GIVEN REQUEST. Transcribe the listing verbatim. Do not carry over any pictures.

DATA ROWS.
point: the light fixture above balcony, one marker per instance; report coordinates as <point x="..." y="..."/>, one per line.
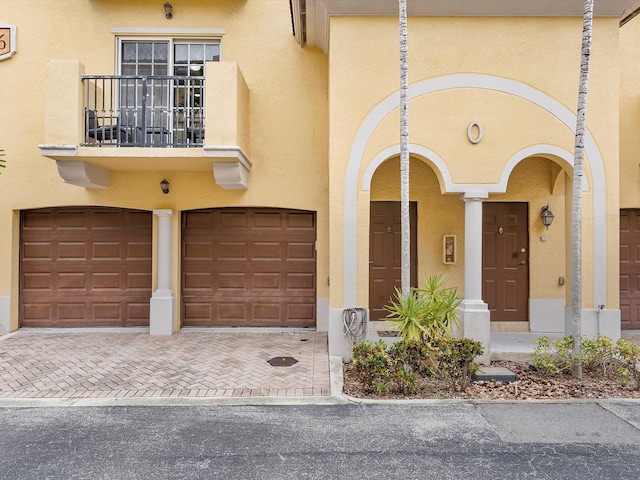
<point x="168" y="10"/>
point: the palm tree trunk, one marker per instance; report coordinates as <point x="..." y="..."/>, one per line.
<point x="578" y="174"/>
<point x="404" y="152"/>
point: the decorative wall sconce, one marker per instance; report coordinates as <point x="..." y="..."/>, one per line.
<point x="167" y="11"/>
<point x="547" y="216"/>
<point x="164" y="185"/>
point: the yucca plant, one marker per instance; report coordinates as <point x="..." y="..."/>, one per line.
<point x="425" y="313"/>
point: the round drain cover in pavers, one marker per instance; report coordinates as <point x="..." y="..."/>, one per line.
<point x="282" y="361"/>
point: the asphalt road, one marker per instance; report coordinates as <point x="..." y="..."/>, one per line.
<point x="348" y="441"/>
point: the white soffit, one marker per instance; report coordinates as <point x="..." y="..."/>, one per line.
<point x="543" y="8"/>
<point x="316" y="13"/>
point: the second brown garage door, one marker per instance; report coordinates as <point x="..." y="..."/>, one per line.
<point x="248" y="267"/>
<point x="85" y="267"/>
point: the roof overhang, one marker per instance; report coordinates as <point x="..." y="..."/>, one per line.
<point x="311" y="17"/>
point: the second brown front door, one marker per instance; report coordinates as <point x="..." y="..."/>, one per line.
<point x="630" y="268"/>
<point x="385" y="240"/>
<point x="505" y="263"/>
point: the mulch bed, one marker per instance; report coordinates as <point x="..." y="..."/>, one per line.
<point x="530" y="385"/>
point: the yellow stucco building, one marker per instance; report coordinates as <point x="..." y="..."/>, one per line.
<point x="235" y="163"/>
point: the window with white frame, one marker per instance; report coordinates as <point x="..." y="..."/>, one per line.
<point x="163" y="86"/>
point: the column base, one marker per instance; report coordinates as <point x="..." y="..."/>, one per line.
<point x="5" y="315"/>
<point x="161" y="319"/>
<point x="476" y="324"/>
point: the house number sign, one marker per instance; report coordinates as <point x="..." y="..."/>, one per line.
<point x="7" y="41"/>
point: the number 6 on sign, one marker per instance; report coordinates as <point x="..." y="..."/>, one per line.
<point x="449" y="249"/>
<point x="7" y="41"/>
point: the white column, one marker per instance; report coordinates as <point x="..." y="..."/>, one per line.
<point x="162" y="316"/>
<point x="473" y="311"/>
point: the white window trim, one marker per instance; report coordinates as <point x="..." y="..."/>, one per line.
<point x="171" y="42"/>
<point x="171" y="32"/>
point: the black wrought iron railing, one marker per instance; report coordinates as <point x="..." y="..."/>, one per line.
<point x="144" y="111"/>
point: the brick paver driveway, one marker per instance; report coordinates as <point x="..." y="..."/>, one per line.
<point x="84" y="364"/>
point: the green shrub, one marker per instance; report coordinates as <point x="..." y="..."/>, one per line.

WRITTEN SOLUTION.
point: the light fixture above balcony, one marker per instance; report coordinates as <point x="..." y="..."/>, one per line.
<point x="168" y="10"/>
point: the palm tree trunk, one marker per instance; report coordinates as <point x="..." y="..."/>, one per line.
<point x="578" y="174"/>
<point x="404" y="152"/>
point: the decorative wall sconce, one marker per instance; report coordinates as <point x="..." y="..."/>, one per line.
<point x="167" y="11"/>
<point x="547" y="216"/>
<point x="164" y="185"/>
point: the yucca plant, one marker per instance; report coordinates as <point x="..." y="..."/>, one per line.
<point x="425" y="313"/>
point: the round drain cover in pavers, one marker per instance; report coordinates as <point x="..." y="..."/>, one per line.
<point x="282" y="361"/>
point: the asphalt road, one marker per instance; report coordinates as <point x="..." y="..."/>, one per line.
<point x="348" y="441"/>
point: the white soffit, one marker per instance; report coordinates as <point x="..." y="..."/>, one per line.
<point x="543" y="8"/>
<point x="316" y="13"/>
point: the second brown garage door, one marker per instance; report coordinates as <point x="..." y="..."/>, one per line.
<point x="248" y="267"/>
<point x="85" y="267"/>
point: the roof overhang, one marker per instance; report coordinates as <point x="..." y="..."/>, one per line.
<point x="311" y="17"/>
point: the second brown front door, one marker per instance; report coordinates as <point x="..." y="..."/>, one per line.
<point x="630" y="268"/>
<point x="385" y="240"/>
<point x="505" y="263"/>
point: the mulch bed, one marker per instance; report coordinates as <point x="..." y="..."/>, one per line.
<point x="530" y="385"/>
point: the yellow stucco building, one marker per instance; report coordinates as <point x="..." y="..."/>, one per line.
<point x="235" y="163"/>
point: the window with white frame, one marker per instance; report coordinates as <point x="..." y="..."/>, one per line.
<point x="163" y="86"/>
point: the column base, one marker per instance; report coordinates as <point x="..." y="..."/>, one per line.
<point x="5" y="315"/>
<point x="161" y="319"/>
<point x="476" y="324"/>
point: the house number sign, one marker per instance; report coordinates as <point x="..." y="..."/>, one per line.
<point x="7" y="41"/>
point: the number 6 on sign, one marker per instance; report coordinates as <point x="..." y="..."/>, one per line.
<point x="449" y="249"/>
<point x="7" y="41"/>
point: the white column, one marker per instance; report coordinates as <point x="..." y="..."/>, one per line.
<point x="162" y="316"/>
<point x="473" y="311"/>
point: the white window trim, one marker per instance; report coordinates as <point x="..." y="..."/>, one per line.
<point x="171" y="42"/>
<point x="171" y="32"/>
point: the black wrought iron railing, one marker per instance; report coordinates as <point x="..." y="..."/>, one per line.
<point x="144" y="111"/>
point: the brick paver driveway, one marker per instance; report coordinates as <point x="..." y="..."/>, one per line.
<point x="84" y="364"/>
point: the green shrub, one marker per instance; report coordinates as <point x="..." y="..."/>, one per line.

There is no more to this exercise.